INPUT MATERIAL:
## start
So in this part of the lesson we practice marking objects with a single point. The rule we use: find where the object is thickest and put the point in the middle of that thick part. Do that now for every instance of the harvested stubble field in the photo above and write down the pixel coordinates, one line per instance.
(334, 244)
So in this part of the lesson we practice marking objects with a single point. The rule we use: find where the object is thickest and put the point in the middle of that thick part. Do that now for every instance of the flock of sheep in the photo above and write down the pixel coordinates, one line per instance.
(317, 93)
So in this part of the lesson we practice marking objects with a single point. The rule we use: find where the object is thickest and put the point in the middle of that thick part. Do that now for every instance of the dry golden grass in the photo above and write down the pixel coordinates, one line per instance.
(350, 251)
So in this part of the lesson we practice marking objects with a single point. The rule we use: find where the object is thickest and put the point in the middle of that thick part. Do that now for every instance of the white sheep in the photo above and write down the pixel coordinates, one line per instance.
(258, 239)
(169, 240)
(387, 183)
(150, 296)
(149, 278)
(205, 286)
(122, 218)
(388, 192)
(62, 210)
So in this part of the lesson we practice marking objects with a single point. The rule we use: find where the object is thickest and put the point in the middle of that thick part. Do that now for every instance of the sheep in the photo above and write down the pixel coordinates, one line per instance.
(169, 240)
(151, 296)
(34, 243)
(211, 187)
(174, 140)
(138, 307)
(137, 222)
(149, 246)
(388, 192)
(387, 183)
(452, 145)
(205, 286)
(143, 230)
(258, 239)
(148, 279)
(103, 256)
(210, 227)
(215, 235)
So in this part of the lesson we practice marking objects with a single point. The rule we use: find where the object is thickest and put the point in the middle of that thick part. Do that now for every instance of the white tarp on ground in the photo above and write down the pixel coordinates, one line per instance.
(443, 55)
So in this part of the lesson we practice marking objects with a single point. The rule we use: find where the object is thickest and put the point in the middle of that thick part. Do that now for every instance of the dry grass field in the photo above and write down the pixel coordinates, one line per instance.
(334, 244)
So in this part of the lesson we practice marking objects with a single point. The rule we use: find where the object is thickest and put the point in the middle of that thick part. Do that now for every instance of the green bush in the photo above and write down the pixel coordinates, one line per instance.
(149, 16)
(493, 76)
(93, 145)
## end
WHAT IS REQUIRED: Copy out, without changes, the lines that begin with the line containing "of the green" and continue through the final line, including both of those lines.

RESPONSE:
So in this part of the lesson we practice marking objects with a single point. The rule we use: find where the object is thickest and put the point in the middle of that thick part. Do that now for every instance of the green bush in the photo above and write down the pixel coordinates, one line per instance.
(149, 16)
(493, 76)
(93, 145)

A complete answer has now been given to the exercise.